* Start Records supplied *
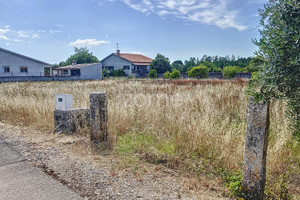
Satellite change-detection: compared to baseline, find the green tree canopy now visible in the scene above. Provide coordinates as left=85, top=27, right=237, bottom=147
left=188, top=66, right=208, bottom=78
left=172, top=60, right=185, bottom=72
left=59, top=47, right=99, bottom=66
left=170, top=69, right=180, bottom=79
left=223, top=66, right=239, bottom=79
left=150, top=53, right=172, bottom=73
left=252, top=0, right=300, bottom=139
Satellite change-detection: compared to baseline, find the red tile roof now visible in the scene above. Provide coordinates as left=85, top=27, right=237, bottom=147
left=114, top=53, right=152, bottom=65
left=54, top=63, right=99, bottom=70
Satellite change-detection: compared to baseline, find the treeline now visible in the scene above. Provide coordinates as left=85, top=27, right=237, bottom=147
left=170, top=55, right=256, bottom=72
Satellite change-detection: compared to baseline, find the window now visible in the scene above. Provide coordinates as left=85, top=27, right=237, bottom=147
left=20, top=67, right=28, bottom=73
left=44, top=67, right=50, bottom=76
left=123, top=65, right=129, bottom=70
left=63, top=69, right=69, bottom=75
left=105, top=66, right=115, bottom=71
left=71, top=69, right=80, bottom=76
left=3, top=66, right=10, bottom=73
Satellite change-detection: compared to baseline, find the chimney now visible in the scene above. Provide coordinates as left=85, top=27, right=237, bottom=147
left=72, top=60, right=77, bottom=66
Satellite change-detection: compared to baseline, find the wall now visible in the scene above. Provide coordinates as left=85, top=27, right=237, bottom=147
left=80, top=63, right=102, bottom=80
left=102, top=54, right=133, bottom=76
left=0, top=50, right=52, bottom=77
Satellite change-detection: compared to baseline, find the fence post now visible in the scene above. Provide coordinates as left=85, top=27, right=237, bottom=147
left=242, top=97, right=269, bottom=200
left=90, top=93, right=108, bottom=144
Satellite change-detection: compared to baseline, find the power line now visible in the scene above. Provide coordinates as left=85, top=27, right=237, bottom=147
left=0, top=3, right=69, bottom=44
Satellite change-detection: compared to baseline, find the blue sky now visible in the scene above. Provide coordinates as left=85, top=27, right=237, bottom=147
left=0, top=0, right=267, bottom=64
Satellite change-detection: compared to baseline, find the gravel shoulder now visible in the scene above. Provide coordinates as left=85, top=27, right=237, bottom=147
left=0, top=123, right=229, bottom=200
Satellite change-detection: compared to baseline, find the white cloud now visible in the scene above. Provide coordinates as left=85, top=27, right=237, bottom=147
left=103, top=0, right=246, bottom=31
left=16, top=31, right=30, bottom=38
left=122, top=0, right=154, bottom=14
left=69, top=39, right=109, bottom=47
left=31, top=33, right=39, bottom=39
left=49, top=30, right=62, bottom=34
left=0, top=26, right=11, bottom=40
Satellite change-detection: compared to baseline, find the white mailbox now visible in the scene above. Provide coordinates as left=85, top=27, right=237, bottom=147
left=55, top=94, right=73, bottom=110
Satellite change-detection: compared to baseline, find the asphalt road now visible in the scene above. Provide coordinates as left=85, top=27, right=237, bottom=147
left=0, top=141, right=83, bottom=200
* End Records supplied *
## What you will do
Return the lines from the one containing "find the window" through the one containing "left=72, top=60, right=77, bottom=66", both included, as a JSON list of strings with one string per line and blank lines left out.

## Exercise result
[
  "Satellite change-detection: compared to baseline, find the window now visible in the scene above. Provide coordinates as left=85, top=27, right=237, bottom=147",
  "left=20, top=67, right=28, bottom=73",
  "left=44, top=67, right=50, bottom=76",
  "left=123, top=65, right=129, bottom=70",
  "left=63, top=69, right=69, bottom=75",
  "left=105, top=66, right=115, bottom=71",
  "left=71, top=69, right=80, bottom=76",
  "left=3, top=66, right=10, bottom=73",
  "Satellite change-detection: compared to baseline, find the chimney now visible in the scene above. Provide coordinates as left=85, top=27, right=237, bottom=147",
  "left=72, top=60, right=77, bottom=66"
]